*** AVAILABLE RECORDS
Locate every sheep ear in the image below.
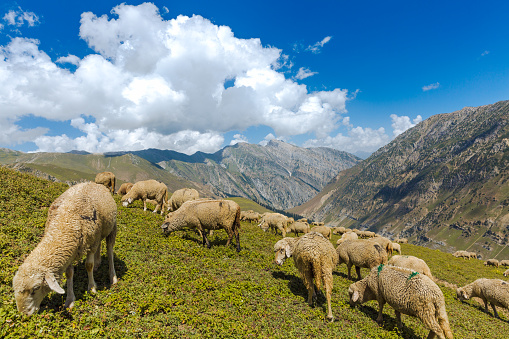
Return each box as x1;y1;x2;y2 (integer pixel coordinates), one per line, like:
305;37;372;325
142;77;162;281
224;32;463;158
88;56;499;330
285;243;292;257
352;290;359;302
45;273;65;294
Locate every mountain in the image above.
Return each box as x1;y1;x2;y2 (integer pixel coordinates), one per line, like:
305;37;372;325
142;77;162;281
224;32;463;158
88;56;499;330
290;100;509;259
0;140;360;210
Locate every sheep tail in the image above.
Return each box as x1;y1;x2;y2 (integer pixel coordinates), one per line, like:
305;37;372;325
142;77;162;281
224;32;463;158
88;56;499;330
312;261;323;291
438;304;453;339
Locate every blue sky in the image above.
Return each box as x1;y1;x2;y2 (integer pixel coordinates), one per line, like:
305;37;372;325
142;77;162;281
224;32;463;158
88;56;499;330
1;0;508;157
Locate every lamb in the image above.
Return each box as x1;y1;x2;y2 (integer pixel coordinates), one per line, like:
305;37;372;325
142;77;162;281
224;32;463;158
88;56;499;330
121;179;168;215
391;242;402;255
499;259;509;267
287;221;310;236
258;213;289;237
336;239;388;280
273;232;339;321
484;259;500;267
336;231;358;245
161;199;241;252
94;171;116;194
116;182;133;196
369;236;394;256
456;278;509;319
388;255;433;280
310;225;331;239
167;188;200;212
12;182;117;316
349;265;453;339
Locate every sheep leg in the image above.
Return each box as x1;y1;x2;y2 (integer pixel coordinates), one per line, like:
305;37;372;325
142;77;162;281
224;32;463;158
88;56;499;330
93;244;101;271
324;272;334;322
423;316;445;339
303;269;315;307
153;202;160;214
347;264;352;280
85;250;97;293
376;298;385;324
143;199;147;211
106;228;118;285
355;266;362;280
64;265;75;309
490;303;500;318
395;310;402;330
235;228;241;252
202;232;212;249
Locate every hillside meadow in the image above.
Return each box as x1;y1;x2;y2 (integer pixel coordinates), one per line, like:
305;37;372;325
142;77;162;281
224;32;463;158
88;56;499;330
1;166;509;338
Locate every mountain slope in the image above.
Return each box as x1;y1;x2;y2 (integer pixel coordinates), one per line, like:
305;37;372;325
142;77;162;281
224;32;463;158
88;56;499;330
291;100;509;258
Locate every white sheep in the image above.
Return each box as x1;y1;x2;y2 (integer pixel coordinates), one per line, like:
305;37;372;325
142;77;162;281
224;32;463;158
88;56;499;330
484;259;500;267
95;171;116;194
161;199;241;252
499;259;509;267
310;225;331;239
240;210;261;223
504;269;509;277
12;182;118;315
391;242;401;255
258;213;289;237
388;255;433;280
336;239;388;280
287;221;310;236
349;265;453;339
336;231;358;245
121;179;168;215
453;250;471;259
394;238;408;244
116;182;133;196
167;188;199;212
274;232;339;321
369;236;394;256
457;278;509;319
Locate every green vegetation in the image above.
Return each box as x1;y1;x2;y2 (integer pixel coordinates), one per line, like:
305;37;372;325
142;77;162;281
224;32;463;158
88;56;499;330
1;166;509;338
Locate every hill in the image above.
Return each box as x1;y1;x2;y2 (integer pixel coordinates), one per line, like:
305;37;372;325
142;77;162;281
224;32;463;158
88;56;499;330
0;140;360;211
1;167;509;338
290;100;509;259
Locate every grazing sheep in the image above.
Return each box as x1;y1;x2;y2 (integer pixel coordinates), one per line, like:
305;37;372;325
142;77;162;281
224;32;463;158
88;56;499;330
161;199;241;252
484;259;500;267
121;179;168;215
332;226;346;235
287;221;310;236
336;231;359;245
12;182;117;316
95;171;116;194
467;251;478;259
369;236;394;256
310;225;331;240
457;278;509;319
274;232;339;321
394;238;408;244
167;188;200;212
388;255;433;280
116;182;133;196
349;265;453;339
391;242;401;255
499;259;509;267
241;210;261;223
336;239;388;280
358;230;376;238
453;250;471;259
310;221;324;227
297;218;308;223
504;269;509;277
258;213;289;237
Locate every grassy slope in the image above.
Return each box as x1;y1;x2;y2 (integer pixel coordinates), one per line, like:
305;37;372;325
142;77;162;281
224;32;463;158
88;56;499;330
1;166;509;338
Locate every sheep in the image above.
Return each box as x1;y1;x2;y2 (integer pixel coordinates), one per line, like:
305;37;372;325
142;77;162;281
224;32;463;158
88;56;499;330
161;199;241;252
453;250;471;259
241;210;261;223
121;179;168;215
456;278;509;319
332;226;346;235
310;225;331;239
358;230;376;238
484;259;500;267
273;232;338;321
369;236;394;256
297;218;308;223
116;182;133;196
94;171;116;194
336;231;358;245
167;188;200;212
310;221;324;227
394;238;408;244
499;259;509;267
336;239;388;280
388;255;433;280
467;251;478;259
287;221;310;236
258;213;289;237
391;242;401;255
12;182;117;316
504;269;509;277
349;265;453;339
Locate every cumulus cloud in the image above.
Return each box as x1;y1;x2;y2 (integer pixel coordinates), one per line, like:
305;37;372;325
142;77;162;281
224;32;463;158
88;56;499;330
******
▸ **WHAT TO DO**
Which lines in the records contain the word "sheep"? Copy each one.

▸ **SOLUTION**
Locate every sheep ear in the image below.
Locate every sheep tail in the image above.
Locate every sheep leg in the image above.
Locate every white sheep in the image above.
Locate every grazing sheep in the image above.
Locate every sheep in the image above.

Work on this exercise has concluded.